Excerpts of location labeling data:
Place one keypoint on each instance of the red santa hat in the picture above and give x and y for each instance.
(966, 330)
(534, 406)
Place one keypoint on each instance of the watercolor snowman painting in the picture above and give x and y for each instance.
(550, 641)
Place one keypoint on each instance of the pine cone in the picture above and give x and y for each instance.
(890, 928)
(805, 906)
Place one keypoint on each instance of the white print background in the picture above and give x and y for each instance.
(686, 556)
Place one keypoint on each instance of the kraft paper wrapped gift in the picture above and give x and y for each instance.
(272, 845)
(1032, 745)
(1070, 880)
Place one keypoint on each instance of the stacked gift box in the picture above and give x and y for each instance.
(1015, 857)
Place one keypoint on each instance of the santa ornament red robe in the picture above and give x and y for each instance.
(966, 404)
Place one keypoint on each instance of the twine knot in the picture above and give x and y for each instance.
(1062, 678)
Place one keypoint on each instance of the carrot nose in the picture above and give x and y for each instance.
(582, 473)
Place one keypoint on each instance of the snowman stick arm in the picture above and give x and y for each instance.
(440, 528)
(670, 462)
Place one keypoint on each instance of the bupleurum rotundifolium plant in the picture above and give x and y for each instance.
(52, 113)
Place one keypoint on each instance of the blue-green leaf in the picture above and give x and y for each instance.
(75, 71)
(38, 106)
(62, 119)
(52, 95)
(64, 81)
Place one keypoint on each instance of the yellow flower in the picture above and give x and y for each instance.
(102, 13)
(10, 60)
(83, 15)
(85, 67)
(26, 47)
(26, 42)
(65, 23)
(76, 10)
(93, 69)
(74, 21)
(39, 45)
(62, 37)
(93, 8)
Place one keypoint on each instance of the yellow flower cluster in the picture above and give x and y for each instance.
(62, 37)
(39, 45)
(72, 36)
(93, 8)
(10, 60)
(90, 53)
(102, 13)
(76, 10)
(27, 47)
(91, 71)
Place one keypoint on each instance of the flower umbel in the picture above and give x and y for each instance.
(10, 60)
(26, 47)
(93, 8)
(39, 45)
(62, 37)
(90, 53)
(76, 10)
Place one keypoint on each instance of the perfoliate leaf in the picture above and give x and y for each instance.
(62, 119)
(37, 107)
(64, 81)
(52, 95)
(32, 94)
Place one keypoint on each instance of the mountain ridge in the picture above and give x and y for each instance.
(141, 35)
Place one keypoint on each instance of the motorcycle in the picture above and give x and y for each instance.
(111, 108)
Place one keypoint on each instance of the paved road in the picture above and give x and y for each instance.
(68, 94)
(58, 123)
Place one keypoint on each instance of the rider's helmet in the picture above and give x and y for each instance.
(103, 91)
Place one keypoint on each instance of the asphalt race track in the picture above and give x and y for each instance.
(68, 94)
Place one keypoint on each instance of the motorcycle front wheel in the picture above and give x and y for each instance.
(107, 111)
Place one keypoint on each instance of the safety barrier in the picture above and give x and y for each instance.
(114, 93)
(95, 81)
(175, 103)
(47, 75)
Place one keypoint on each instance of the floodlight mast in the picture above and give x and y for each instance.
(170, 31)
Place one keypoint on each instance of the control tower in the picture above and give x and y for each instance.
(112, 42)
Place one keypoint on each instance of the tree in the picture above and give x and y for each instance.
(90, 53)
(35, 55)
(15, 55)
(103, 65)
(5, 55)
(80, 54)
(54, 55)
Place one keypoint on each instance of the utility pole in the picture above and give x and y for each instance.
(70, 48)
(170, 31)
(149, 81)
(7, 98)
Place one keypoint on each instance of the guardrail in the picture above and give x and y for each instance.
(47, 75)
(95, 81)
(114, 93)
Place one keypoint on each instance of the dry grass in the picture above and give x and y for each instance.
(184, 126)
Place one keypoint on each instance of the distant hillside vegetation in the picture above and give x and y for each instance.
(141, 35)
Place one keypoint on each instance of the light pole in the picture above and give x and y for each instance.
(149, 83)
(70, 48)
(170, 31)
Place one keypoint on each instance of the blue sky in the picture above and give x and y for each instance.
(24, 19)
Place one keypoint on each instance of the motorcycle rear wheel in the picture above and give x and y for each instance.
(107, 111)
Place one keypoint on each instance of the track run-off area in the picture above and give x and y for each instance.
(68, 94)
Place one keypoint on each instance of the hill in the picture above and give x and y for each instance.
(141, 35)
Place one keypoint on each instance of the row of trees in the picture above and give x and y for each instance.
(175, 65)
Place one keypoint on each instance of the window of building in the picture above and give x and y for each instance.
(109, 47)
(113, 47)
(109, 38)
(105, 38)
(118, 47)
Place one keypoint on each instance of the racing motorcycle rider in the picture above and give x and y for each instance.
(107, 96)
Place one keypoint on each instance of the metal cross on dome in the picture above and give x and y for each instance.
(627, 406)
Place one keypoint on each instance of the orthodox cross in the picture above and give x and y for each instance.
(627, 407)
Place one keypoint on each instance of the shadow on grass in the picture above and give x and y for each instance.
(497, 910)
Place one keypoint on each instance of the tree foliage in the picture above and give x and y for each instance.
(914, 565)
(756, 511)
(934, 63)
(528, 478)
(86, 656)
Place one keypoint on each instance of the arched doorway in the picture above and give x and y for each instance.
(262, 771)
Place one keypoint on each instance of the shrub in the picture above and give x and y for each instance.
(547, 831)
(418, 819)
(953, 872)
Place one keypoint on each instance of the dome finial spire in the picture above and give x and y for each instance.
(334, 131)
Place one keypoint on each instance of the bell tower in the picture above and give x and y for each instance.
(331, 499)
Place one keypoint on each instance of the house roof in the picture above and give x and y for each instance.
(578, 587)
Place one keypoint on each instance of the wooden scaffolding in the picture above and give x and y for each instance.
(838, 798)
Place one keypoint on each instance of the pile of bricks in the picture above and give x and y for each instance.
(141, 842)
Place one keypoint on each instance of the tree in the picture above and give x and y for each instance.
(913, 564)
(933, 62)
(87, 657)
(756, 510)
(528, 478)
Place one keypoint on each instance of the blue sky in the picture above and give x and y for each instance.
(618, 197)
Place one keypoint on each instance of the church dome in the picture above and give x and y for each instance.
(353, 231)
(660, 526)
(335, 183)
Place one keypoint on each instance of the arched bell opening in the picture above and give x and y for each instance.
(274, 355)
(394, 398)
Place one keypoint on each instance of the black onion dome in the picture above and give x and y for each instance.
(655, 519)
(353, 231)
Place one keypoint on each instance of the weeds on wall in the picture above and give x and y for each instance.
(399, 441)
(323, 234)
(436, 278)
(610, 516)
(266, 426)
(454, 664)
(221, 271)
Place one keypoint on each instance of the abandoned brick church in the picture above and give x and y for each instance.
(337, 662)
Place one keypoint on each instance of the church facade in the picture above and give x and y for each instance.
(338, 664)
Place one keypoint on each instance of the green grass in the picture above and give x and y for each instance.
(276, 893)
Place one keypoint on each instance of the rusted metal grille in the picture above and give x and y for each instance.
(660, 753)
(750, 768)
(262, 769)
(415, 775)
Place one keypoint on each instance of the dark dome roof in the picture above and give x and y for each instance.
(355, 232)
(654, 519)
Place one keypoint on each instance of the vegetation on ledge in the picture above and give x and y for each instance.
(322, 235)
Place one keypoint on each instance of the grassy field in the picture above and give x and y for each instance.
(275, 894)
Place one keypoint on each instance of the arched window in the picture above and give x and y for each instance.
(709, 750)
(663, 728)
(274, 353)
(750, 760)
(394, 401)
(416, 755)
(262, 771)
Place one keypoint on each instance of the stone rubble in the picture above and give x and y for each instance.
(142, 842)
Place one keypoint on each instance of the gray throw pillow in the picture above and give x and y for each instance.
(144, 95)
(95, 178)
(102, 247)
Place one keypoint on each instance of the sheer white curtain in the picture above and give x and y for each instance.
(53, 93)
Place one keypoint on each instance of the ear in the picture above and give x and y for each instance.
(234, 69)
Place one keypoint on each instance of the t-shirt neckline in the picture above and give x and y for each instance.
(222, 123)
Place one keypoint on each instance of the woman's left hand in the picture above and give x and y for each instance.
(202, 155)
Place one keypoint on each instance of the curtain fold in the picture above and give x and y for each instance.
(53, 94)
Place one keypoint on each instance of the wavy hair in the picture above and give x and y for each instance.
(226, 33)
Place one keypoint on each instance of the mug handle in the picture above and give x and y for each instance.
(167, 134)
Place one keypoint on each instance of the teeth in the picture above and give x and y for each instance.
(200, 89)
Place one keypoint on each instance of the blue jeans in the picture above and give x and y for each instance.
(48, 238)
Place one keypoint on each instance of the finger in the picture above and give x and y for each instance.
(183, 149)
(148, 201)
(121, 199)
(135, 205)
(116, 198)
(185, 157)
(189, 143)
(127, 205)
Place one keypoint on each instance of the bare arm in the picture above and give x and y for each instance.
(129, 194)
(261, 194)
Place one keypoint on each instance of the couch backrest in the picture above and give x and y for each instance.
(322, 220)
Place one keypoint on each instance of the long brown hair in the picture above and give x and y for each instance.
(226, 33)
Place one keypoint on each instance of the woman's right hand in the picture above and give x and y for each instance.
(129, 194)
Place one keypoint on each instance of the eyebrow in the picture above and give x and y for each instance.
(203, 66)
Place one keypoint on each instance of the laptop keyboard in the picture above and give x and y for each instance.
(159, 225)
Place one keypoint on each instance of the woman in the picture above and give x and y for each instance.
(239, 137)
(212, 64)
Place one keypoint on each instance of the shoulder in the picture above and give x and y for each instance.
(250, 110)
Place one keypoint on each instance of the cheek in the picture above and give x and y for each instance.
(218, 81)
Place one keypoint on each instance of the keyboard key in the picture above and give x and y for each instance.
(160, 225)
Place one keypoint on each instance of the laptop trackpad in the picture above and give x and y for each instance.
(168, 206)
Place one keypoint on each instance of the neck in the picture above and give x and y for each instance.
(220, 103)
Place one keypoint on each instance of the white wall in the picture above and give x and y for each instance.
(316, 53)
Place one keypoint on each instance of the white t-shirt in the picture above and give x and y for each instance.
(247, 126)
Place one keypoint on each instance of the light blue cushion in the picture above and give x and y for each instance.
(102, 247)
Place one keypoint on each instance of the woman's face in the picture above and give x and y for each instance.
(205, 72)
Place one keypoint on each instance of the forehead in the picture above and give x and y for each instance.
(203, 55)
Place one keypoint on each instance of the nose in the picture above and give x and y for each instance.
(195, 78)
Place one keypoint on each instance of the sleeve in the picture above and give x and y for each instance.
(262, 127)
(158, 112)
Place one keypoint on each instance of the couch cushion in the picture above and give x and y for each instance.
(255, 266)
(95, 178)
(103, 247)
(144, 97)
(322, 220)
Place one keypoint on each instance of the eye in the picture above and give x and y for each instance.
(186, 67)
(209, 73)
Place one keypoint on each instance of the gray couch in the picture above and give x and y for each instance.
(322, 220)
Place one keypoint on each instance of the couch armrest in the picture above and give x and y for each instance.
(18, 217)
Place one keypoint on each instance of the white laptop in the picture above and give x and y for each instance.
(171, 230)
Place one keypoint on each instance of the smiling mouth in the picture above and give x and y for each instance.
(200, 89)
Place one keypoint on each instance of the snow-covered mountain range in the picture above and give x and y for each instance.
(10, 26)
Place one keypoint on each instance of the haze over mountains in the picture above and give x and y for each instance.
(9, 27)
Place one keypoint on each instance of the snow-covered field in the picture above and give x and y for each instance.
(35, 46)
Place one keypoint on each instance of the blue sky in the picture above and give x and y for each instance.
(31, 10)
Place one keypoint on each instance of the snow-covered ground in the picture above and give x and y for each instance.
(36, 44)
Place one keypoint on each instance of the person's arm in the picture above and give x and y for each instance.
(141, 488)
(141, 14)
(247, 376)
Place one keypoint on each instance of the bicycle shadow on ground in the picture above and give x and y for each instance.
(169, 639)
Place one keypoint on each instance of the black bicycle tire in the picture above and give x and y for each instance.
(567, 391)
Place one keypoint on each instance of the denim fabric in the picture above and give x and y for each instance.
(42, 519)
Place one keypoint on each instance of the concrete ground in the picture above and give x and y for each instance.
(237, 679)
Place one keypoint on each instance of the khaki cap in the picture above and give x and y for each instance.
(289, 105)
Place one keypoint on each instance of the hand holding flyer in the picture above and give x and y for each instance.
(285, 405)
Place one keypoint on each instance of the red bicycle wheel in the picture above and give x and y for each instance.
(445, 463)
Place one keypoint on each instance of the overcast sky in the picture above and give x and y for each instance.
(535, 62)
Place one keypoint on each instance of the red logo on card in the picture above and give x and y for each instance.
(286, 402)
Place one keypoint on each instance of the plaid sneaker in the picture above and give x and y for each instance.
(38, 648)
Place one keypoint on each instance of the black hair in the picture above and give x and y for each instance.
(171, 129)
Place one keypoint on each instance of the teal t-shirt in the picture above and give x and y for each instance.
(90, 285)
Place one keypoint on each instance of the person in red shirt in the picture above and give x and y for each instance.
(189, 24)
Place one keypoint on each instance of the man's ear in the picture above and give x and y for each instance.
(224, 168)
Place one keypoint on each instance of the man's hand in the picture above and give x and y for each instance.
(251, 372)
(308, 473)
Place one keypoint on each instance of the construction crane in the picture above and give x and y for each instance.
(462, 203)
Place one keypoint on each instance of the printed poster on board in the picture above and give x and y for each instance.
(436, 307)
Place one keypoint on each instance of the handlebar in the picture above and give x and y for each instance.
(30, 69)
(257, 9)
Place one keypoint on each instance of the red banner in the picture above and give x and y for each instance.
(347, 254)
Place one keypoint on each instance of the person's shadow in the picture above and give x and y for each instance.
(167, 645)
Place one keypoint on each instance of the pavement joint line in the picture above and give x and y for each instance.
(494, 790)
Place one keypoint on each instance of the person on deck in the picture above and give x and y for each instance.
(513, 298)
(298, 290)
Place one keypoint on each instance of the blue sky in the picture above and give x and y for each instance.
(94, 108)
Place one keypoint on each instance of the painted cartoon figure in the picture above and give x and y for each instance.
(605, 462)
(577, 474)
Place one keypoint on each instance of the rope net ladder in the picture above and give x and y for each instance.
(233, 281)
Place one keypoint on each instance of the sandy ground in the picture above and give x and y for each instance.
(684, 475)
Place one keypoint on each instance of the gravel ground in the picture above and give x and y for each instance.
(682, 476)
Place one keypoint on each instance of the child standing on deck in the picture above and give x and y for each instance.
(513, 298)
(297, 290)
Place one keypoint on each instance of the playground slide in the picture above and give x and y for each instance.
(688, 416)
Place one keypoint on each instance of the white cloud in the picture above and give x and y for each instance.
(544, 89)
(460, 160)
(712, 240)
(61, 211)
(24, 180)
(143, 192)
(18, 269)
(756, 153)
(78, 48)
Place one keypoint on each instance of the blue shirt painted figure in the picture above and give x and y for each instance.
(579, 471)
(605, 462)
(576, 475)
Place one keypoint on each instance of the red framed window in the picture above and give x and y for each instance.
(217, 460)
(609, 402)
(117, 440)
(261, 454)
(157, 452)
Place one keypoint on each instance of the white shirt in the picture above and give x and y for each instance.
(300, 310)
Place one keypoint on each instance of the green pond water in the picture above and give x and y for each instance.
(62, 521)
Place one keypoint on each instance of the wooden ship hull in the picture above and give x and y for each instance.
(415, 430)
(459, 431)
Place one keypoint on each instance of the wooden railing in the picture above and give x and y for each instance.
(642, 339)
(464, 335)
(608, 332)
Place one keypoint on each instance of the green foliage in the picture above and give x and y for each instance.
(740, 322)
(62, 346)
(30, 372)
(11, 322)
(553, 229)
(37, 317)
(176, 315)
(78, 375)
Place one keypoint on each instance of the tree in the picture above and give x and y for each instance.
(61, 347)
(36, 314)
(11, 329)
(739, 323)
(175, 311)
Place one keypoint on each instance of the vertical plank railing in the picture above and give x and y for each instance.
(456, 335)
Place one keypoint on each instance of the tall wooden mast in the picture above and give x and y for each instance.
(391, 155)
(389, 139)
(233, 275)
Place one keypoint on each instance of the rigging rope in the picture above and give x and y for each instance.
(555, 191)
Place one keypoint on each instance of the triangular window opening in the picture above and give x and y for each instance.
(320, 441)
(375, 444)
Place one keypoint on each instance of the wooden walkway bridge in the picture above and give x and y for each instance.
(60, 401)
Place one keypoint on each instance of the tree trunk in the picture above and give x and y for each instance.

Given request:
Copy out the lines from the line containing "Place one keypoint on each instance of the green pond" to the end of the listing above, without alteration.

Written solution:
Place one keypoint on each instance of the green pond water in the picture above and give x and y for each instance.
(62, 521)
Place one keypoint on each instance of the wooden ship hull in the picture above and give x and y for each instance.
(415, 430)
(459, 431)
Place one keypoint on each instance of the wooden railing in the picture above and give x and y for each instance.
(642, 339)
(464, 335)
(608, 332)
Place one keypoint on each instance of the green foliage in the picture above and give x and y for each instance.
(740, 322)
(62, 346)
(30, 372)
(11, 322)
(553, 229)
(37, 317)
(176, 315)
(78, 375)
Place one keypoint on each instance of the tree in the picture above and give x and y for each instance.
(61, 347)
(36, 314)
(11, 329)
(739, 323)
(175, 311)
Place one keypoint on each instance of the vertical plank railing in the picture above and give x and y for each instance.
(456, 335)
Place one keypoint on each instance of the tall wooden mast in the picture above and give x and y for each instance.
(391, 155)
(389, 139)
(233, 275)
Place one keypoint on each instance of the rigging rope in the picture above and give x and y for each instance.
(555, 191)
Place one keypoint on each instance of the triangular window opening in the picture above and give x and y for each instance.
(320, 441)
(375, 444)
Place one keypoint on each instance of the wooden walkway bridge in the picture above and give x and y for each instance.
(60, 401)
Place one keypoint on each instance of the tree trunk in the picture above and give x and y for each instance.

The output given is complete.